On 16 May 2024 PINS published its much-awaited new Pre-application Prospectus for Nationally Significant Infrastructure Projects (NSIPs).

The publication of the Prospectus represents a very significant step in the ongoing reform of the NSIP process. It contains fundamental updates and changes to the pre-application process that all promoters need to be aware of. Given its importance the Prospectus is well worth reading in full. We have not attempted to summarise it in detail here, but picking out a few of the most significant parts:

  • The Prospectus introduces the three new tiers of pre-application service: basic, standard and enhanced. The tiers reflect different levels of service that applicants may receive from PINS ahead of submitting an application. The costs are confirmed at £62,350 per year for the basic service; £126,050 per year for the standard service; and £208,850 for the enhanced service. Any applicants seeking to utilise the fast-track procedure will be required to utilise the enhanced service. There is much to say about each tier, but the Prospectus anticipates that most projects will utilise the standard service, with the basic service potentially suiting very experienced applicants promoting low-complexity projects, and the enhanced service suiting applicants seeking to take advantage of the fast-track process and/or promoting novel or very complex projects where issues are numerous and/or unusual.
  • Applicants will confirm their requested choice of service tier during an Inception Meeting with PINS and present their proposed programme for pre-application activities in a Programme Document. The Programme Document is referred to quite extensively throughout the new Prospectus. It is expected that prior to the Inception Meeting, applicants will have interacted with relevant statutory bodies and local authorities to explore and where possible agree the scope of services required to support the requested service tier and the proposed programme of pre-application activities.
  • The tier will be agreed between the applicant and PINS at, or within a maximum of 28 days following, the Inception Meeting.
  • The Prospectus identifies five primary service features that all applicants are expected to engage regardless of the choice of tier. These are the Programme Document; an Issues Tracker culminating in a Potential Main Issues for the Examination document; an Advice Log; the Adequacy of Consultation Milestone (see below) and demonstrating regard to advice (via the Consultation Report).

Data section:
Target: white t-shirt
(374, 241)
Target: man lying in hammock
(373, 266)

Exercise:
Recast the bullet in the prospectus summary that opens with "The Prospectus introduces the three new tiers" as a brief list that keeps its main facts. The material plays no part here.

Result of the exercise:
- Three pre-application service tiers from PINS: basic, standard and enhanced.
- Costs: basic £62,350 per year; standard £126,050 per year; enhanced £208,850.
- Applicants using the fast-track procedure must take the enhanced service.
- Standard is expected to be used by most projects.
- Basic may suit very experienced applicants with low-complexity projects.
- Enhanced suits fast-track applicants and/or novel or very complex projects with numerous and/or unusual issues.